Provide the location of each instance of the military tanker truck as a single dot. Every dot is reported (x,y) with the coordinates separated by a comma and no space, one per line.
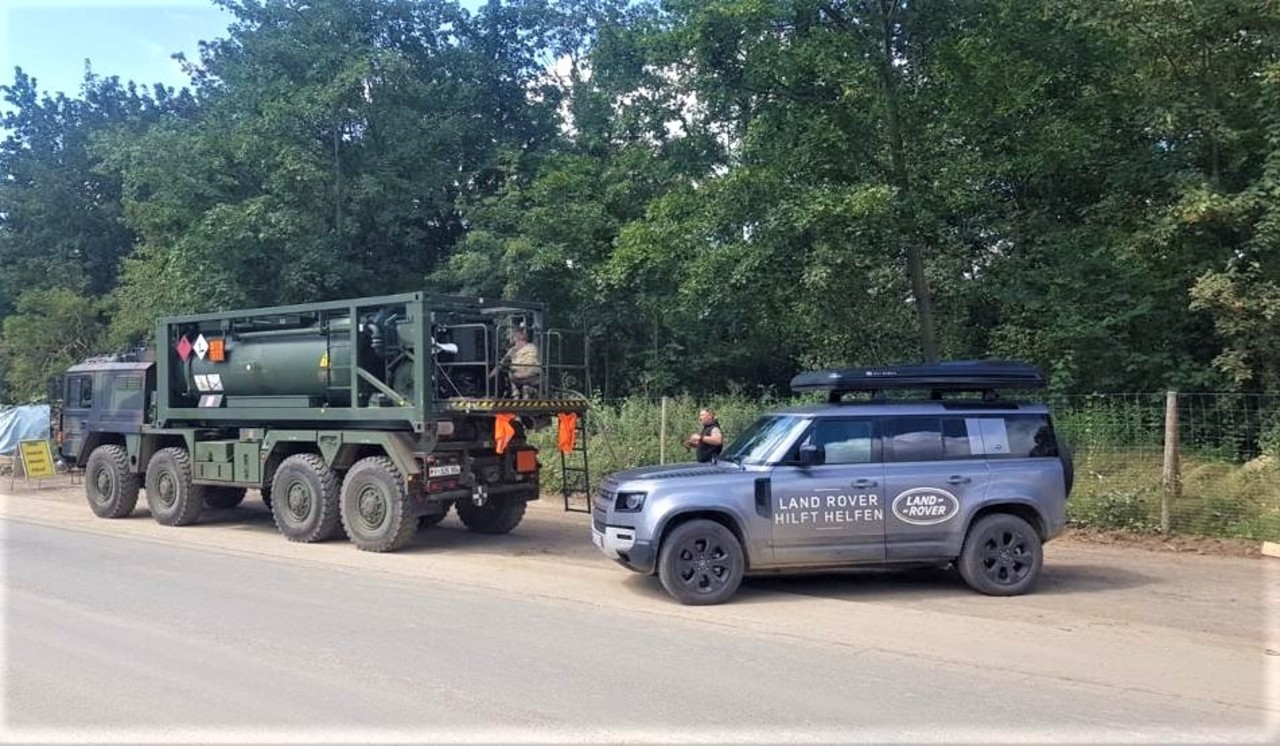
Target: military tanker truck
(368,417)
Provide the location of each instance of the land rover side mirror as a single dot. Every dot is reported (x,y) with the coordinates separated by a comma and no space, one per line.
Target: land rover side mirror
(812,454)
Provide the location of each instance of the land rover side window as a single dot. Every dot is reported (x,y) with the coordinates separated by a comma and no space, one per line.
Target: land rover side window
(762,439)
(127,393)
(928,438)
(1013,435)
(844,440)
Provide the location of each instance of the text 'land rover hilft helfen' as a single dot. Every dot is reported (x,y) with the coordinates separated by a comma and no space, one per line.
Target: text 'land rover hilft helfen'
(956,475)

* * * *

Brief: Set down the material above as is, without any pictures.

Problem solution:
Provide the location of each instance of the military tanker truck as a single dot. Every dot is reported (x,y) with the coordinates separated by a comma and no space, one per line.
Target: military tanker truck
(368,417)
Provide the location of each instance of the land rover side mirror as a single dot. Every dot is reported (x,y) with the coordinates separated by a comma and no space, one per line.
Target: land rover side mirror
(812,454)
Provide the location of each instance of the land rover side window as a single dot. Every dot is reported (x,y) with the coordinates separated by a comma and no space, one per line.
Target: land rover side window
(762,439)
(127,393)
(928,438)
(1013,435)
(844,440)
Provide the location of each instance of the text 'land rover hilft helfen' as a single dot. Every dot is reported (x,y) with the coordinates separated by a comma and no space, one per line.
Target: text 'land rover hilft helfen'
(956,475)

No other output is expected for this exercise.